++++ DATA RECORDS ++++

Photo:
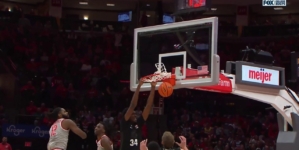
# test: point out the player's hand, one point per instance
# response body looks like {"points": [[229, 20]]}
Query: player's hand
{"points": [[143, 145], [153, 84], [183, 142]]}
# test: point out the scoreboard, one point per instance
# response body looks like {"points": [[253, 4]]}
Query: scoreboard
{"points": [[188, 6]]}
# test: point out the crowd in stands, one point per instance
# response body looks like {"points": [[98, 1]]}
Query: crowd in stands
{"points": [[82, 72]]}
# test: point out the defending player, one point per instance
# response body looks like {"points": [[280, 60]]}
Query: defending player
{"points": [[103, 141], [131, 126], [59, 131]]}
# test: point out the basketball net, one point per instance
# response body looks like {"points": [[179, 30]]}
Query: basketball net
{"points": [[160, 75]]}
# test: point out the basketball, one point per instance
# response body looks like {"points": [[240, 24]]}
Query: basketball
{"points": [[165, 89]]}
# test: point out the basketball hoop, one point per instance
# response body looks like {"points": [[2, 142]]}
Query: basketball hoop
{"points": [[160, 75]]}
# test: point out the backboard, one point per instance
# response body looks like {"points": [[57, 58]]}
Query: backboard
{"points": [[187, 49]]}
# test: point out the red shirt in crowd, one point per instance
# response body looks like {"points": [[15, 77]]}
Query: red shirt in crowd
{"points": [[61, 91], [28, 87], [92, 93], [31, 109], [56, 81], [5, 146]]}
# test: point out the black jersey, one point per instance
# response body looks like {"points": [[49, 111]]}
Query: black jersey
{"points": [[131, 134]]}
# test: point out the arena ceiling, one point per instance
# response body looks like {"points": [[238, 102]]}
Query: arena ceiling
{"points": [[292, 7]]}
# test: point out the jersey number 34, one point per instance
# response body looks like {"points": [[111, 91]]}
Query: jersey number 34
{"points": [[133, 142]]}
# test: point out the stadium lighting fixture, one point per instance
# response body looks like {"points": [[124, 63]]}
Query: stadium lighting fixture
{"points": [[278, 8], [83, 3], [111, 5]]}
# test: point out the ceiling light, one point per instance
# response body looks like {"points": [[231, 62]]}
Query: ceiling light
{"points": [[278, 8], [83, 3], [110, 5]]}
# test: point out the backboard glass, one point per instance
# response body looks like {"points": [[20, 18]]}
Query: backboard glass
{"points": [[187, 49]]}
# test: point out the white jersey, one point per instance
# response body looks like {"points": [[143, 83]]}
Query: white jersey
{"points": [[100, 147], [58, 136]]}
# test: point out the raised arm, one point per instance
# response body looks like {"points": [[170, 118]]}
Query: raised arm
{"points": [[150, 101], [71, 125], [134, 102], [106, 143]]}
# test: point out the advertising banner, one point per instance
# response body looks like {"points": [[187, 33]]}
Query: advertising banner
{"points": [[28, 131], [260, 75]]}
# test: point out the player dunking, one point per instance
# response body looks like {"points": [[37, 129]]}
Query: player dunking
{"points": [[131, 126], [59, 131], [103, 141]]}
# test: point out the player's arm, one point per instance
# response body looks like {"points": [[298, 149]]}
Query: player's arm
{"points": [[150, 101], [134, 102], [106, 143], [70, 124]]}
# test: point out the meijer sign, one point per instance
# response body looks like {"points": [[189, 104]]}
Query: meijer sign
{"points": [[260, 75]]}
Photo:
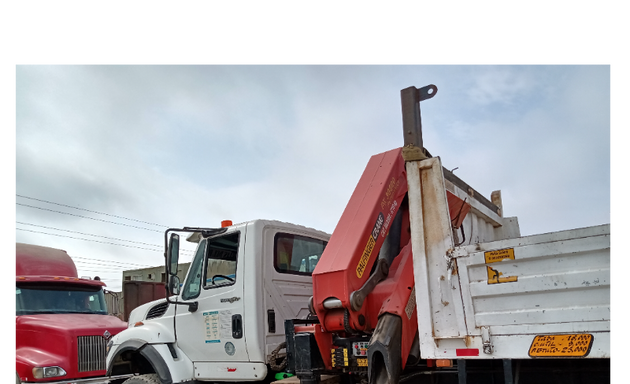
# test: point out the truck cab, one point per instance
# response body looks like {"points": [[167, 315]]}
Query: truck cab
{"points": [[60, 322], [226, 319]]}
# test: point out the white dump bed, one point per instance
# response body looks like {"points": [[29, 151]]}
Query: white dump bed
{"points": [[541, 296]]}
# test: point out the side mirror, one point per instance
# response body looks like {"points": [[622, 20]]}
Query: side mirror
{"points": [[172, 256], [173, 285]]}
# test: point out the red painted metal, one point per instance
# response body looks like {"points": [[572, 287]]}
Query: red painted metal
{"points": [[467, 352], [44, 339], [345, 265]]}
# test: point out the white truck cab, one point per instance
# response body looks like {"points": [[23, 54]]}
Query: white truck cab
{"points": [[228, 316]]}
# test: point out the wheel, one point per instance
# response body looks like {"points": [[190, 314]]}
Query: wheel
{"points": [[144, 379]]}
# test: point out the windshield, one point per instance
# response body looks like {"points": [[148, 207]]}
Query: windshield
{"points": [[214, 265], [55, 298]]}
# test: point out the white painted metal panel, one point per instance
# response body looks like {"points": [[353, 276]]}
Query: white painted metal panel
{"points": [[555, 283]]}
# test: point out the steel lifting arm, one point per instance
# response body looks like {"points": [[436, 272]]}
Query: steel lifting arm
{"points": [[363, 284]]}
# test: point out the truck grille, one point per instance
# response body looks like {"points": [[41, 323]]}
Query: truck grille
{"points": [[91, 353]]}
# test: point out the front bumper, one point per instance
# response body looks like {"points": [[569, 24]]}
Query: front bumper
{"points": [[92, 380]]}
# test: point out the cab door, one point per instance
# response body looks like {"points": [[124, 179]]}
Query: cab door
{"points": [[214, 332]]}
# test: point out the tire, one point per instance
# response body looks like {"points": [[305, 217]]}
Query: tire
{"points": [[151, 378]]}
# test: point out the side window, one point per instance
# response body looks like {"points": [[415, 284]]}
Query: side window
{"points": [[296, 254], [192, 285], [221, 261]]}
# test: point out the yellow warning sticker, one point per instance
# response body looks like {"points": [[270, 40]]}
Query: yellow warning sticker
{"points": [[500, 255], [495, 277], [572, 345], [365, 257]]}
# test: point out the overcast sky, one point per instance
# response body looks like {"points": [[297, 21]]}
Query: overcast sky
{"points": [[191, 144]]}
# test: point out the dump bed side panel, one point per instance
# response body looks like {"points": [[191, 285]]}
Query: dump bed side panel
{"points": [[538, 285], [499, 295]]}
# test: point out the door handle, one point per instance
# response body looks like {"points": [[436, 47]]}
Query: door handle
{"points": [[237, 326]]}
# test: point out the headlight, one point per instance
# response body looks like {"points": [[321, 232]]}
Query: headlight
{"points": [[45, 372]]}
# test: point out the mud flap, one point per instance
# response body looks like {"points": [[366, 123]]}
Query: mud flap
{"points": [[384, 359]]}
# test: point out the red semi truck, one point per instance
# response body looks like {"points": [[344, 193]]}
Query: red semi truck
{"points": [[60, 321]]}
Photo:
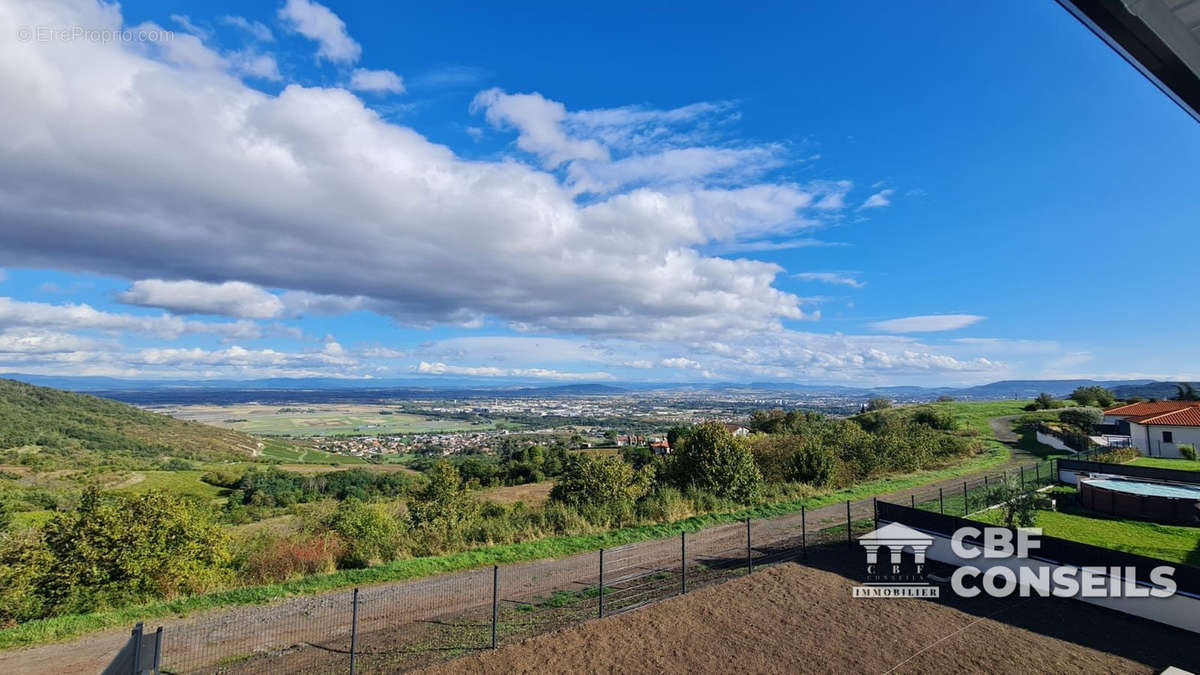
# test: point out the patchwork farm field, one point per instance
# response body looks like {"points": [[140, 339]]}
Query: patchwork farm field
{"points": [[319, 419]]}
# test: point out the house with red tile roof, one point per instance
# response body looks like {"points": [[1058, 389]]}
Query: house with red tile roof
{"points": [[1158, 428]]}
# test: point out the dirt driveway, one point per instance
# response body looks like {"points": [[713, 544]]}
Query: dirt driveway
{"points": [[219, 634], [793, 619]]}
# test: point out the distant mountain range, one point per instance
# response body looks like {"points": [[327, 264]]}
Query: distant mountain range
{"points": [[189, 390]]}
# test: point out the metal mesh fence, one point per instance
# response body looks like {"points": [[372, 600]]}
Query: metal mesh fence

++++
++++ DATA RECORDS ++++

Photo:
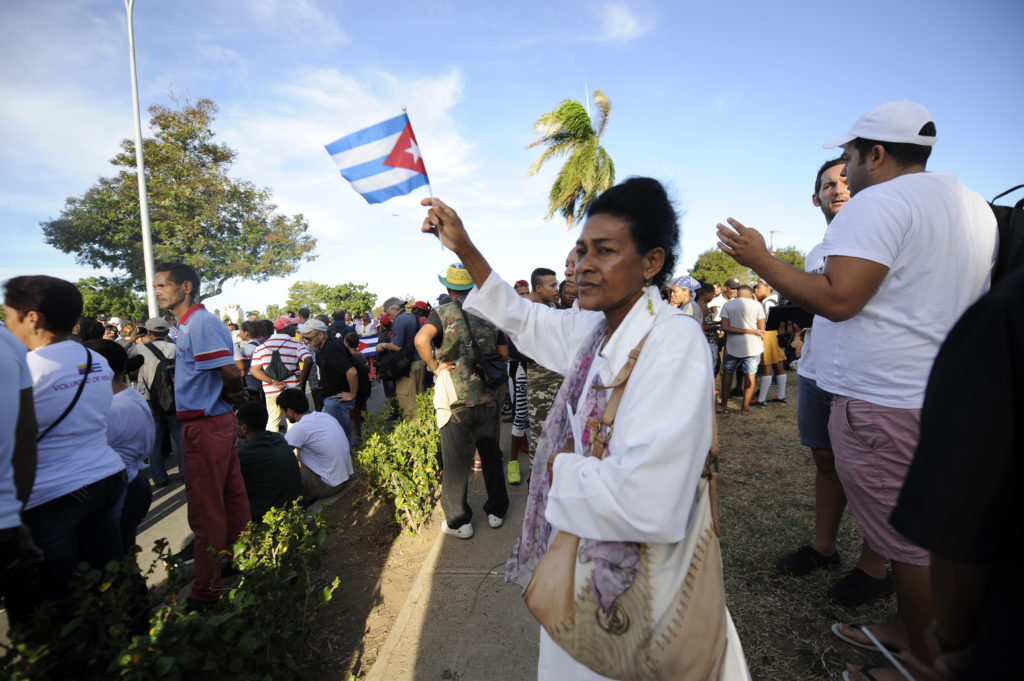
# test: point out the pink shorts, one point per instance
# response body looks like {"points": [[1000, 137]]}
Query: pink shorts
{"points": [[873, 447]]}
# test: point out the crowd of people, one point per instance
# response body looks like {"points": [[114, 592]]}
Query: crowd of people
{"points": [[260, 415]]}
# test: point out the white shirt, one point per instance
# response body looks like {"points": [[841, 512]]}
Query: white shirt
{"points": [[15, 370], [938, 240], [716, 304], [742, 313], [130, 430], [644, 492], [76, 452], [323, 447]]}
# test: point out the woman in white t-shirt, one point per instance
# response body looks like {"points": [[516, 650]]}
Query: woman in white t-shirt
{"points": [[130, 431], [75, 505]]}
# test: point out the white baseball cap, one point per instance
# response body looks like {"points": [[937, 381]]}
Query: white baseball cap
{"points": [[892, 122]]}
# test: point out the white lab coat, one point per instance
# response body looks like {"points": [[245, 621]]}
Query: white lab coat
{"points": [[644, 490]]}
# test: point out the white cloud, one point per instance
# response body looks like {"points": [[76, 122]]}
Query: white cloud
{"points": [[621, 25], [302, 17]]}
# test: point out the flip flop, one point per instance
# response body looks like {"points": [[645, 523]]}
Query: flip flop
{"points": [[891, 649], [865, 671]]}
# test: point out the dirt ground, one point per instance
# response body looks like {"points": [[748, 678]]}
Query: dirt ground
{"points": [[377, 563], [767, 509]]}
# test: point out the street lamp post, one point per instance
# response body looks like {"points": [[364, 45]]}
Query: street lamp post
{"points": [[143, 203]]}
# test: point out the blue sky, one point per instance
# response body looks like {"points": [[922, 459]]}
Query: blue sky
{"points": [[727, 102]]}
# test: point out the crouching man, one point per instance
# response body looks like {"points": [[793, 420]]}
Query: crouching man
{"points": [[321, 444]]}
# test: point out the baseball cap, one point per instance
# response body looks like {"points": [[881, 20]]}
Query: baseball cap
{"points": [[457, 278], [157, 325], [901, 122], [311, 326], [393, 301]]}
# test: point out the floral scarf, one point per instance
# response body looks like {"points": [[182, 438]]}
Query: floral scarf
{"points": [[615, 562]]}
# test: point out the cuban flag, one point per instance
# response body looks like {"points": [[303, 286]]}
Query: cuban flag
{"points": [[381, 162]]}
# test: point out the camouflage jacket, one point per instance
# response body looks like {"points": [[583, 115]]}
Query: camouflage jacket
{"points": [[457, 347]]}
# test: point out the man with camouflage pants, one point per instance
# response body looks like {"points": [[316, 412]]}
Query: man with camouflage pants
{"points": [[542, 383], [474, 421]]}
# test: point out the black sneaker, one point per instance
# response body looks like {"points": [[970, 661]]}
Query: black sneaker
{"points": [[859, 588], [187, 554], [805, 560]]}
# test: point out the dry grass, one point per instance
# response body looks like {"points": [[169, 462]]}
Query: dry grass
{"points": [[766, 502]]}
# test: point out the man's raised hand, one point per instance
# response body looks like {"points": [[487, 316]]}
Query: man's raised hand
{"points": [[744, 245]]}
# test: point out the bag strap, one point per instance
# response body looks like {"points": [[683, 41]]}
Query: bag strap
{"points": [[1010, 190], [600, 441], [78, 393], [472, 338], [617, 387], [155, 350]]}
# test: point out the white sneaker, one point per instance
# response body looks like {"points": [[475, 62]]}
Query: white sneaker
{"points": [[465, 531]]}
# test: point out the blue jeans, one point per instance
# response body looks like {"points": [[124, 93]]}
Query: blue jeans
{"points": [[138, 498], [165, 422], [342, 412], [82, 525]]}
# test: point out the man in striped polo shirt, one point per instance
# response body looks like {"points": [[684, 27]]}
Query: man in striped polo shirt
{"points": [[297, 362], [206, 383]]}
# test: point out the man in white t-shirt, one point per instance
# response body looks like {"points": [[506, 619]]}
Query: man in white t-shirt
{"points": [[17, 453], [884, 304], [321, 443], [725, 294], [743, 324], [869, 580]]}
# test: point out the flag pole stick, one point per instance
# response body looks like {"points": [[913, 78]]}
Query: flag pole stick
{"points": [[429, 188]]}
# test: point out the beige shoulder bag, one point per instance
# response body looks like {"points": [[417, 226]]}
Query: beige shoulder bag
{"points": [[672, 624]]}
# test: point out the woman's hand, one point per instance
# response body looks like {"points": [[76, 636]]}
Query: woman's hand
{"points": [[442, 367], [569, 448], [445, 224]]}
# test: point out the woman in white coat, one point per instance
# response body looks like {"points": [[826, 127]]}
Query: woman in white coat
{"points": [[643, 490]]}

++++

WHAT YOU HAVE TO DO
Starting with the line that contains "# test: point out the metal" and going on through the line that contains "Query: metal mesh fence", write those lines of data again with "mesh" replaced by "wire" and everything else unchanged.

TASK RESPONSE
# test: point out the metal wire fence, one point per instance
# response body looks like {"points": [[372, 600]]}
Query: metal wire fence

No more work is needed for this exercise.